(WHAT IS NEEDED) Edit the records so that every "autumn tree" reads "fall tree" instead, and keep all other text the same.

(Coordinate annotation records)
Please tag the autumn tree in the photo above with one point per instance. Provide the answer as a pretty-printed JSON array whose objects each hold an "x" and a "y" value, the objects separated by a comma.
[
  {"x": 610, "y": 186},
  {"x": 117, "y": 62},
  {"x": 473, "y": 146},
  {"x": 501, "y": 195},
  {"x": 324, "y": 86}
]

(TASK RESPONSE)
Please tag the fall tree in the photo above with one point per instance. Provide the answer as a pretty-printed JSON array whose objects each hold an "x" and a "y" value, the objects separated by a comma.
[
  {"x": 610, "y": 186},
  {"x": 117, "y": 62},
  {"x": 473, "y": 146},
  {"x": 501, "y": 195},
  {"x": 324, "y": 86}
]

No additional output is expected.